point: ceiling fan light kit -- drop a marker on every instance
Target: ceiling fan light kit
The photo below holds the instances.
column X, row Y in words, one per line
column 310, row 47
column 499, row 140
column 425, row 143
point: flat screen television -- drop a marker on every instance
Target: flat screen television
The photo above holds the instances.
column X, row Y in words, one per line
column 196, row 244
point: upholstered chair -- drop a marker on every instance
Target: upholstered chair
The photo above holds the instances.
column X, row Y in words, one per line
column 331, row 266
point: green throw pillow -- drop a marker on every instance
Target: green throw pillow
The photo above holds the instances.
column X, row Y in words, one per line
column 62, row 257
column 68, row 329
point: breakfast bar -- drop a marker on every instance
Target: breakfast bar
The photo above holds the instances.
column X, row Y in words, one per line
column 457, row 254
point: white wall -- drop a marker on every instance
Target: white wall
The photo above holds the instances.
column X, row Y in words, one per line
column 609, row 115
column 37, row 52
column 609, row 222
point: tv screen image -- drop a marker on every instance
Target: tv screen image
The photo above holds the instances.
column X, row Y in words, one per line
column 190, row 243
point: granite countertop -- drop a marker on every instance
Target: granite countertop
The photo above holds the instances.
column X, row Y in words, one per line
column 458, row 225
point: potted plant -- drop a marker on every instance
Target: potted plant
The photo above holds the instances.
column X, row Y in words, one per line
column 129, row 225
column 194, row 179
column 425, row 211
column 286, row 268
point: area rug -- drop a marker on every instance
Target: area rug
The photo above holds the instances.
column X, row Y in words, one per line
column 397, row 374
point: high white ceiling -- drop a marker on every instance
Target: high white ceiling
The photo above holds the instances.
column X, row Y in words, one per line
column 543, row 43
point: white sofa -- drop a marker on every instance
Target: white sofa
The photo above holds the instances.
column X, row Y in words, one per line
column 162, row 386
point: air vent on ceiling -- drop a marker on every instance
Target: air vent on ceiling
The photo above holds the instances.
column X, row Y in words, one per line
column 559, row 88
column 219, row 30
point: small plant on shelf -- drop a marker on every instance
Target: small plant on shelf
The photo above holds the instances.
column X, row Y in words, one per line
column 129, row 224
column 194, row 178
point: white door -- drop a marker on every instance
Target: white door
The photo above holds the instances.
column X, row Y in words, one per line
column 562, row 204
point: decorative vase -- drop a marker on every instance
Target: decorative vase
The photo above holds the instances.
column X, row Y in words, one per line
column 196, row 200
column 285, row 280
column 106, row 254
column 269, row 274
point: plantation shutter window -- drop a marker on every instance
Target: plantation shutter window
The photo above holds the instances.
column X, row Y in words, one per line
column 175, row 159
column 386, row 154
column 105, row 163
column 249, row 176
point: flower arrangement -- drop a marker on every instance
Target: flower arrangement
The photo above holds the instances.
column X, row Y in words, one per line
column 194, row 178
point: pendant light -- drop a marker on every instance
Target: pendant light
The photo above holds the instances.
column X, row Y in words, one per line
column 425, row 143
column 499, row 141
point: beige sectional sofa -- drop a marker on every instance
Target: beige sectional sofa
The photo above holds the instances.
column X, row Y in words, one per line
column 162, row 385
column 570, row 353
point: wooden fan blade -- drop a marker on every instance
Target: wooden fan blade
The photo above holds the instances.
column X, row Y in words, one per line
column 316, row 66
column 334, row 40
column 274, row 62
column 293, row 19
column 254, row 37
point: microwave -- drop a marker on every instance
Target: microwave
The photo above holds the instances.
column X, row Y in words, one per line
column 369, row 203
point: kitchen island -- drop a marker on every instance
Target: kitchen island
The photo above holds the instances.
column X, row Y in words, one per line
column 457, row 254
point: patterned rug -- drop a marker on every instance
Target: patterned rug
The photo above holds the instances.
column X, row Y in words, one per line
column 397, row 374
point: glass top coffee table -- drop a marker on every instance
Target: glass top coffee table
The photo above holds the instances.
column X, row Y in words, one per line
- - - - - - -
Return every one of the rows above, copying each line unchanged.

Solved problem.
point: ceiling fan light kit -- drop a marker on every instance
Target: ceiling fan light kit
The photo below holds the instances.
column X, row Y in words, one per line
column 310, row 47
column 499, row 140
column 425, row 143
point: flat screen television -- drop a marker on every instance
Target: flat screen television
The photo above holds the instances.
column X, row Y in words, one per line
column 196, row 244
point: upholstered chair -- drop a marker on every instance
Target: upholstered chair
The photo above holds the instances.
column X, row Y in words, one per line
column 331, row 266
point: green throw pillow -- drop a marker on every instance
Target: green throw pillow
The photo above holds the instances.
column X, row Y in words, one per line
column 62, row 257
column 68, row 329
point: breakfast bar -- drop a marker on every instance
Target: breakfast bar
The photo above holds the instances.
column X, row Y in words, one per line
column 457, row 254
point: white wall -- drop a marker on every instance
Target: white wall
The photo above holds the instances.
column X, row Y in words, one per line
column 609, row 115
column 37, row 52
column 609, row 222
point: tv screen image -- drop a marker on every instance
Target: tv screen image
The photo above holds the instances.
column X, row Y in words, one per line
column 190, row 243
point: granite countertop -- drop a marker on every instance
Target: granite countertop
The photo above holds the instances.
column X, row Y in words, one per line
column 458, row 225
point: potted plant -- drop a marker on every instance
Target: potted plant
The photo above holds the instances.
column X, row Y in words, one per line
column 129, row 225
column 194, row 179
column 425, row 211
column 286, row 268
point: area rug -- drop a marker on every instance
Target: area rug
The photo above holds the instances.
column X, row Y in words, one per line
column 397, row 374
point: high white ceiling -- drop a marker on every instance
Target: high white ceiling
The photo above holds the instances.
column X, row Y in words, one per line
column 543, row 43
point: white sofa -- drop a marker on every instance
Target: white sofa
The photo above holds the instances.
column X, row Y in words, one per line
column 162, row 386
point: air vent on ceiling -- drop a marker on every instance
Target: air vent on ceiling
The photo above holds the instances.
column X, row Y in words, one per line
column 559, row 88
column 219, row 30
point: small plant on shelf -- drop a marker on every instance
Target: small plant on shelf
The photo above holds the instances.
column X, row Y in words, one per line
column 129, row 224
column 194, row 178
point: white door -- drop a marker on every instance
Target: white door
The photo above holds the instances.
column X, row Y in words, one per line
column 562, row 204
point: decorative vase -- drop a marker on every instance
Target: decorative vase
The photo above holds the instances.
column X, row Y in words, one per line
column 196, row 200
column 285, row 280
column 106, row 254
column 269, row 274
point: plantation shutter window -- drop a marker on every instance
Target: plantation shutter window
The photo above holds the instances.
column X, row Y in words, one per line
column 175, row 159
column 386, row 154
column 105, row 163
column 249, row 176
point: flower arrangement -- drop a marker on every instance
Target: flower arrangement
The photo above holds the instances.
column X, row Y in words, one per line
column 194, row 178
point: pendant light -- drop a marker on every instance
Target: pendant light
The photo above holds the instances.
column X, row Y in words, one per line
column 425, row 143
column 499, row 141
point: beige sectional sofa -- drop a marker on every instance
Target: beige sectional sofa
The photo above holds the instances.
column X, row Y in words, one per line
column 162, row 385
column 570, row 353
point: wooden fan blade -- drop a marker on every instance
Target: wooden fan blade
The photo above holds the instances.
column X, row Y in words, one per line
column 316, row 66
column 334, row 40
column 274, row 62
column 293, row 19
column 254, row 37
point: microwave -- drop a marker on every instance
Target: microwave
The photo above holds the instances.
column X, row Y in words, one per line
column 369, row 203
point: kitchen island -- drop a marker on every instance
Target: kitchen island
The photo above holds the instances.
column X, row Y in words, one per line
column 457, row 254
point: patterned rug -- drop a marker on every instance
Target: patterned rug
The photo above holds the instances.
column X, row Y in words, one per line
column 397, row 374
point: glass top coffee table -- drop a marker on every instance
Target: glass top coffee table
The photo above holds the instances.
column X, row Y in words, one per line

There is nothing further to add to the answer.